◆ Task instructions: Copy out each line of the listing below where the string "instance" appears.

◆ Supplied entries:

____________________

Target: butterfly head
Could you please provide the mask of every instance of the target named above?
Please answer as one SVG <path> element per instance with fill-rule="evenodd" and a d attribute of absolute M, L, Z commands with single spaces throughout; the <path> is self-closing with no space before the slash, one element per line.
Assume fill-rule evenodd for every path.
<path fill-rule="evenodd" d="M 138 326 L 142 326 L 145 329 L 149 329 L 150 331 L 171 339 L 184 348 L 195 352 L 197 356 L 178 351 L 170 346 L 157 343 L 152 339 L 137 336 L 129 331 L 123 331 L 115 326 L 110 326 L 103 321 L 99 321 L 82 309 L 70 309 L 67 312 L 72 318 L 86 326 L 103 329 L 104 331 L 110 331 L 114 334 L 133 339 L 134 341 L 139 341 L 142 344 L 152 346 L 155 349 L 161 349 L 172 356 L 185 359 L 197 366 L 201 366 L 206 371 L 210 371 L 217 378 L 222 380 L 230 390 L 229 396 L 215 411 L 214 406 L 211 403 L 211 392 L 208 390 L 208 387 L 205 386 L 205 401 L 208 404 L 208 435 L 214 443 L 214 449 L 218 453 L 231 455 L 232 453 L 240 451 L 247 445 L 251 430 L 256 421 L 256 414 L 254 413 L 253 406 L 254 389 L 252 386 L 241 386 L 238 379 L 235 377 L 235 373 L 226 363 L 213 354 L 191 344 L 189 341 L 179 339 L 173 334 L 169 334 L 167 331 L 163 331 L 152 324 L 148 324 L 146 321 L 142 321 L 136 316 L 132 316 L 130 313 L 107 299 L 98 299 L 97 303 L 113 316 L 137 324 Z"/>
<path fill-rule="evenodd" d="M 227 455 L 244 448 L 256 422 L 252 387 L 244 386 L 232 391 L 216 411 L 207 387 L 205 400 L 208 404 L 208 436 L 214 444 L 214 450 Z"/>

____________________

◆ Response for this exercise:
Could you please provide the mask of every instance of the target named above?
Please answer as one SVG <path> element per instance with fill-rule="evenodd" and a d attribute of absolute M, L, Z commands with single spaces throughout; the <path> is self-closing with no space before the slash, one element per line.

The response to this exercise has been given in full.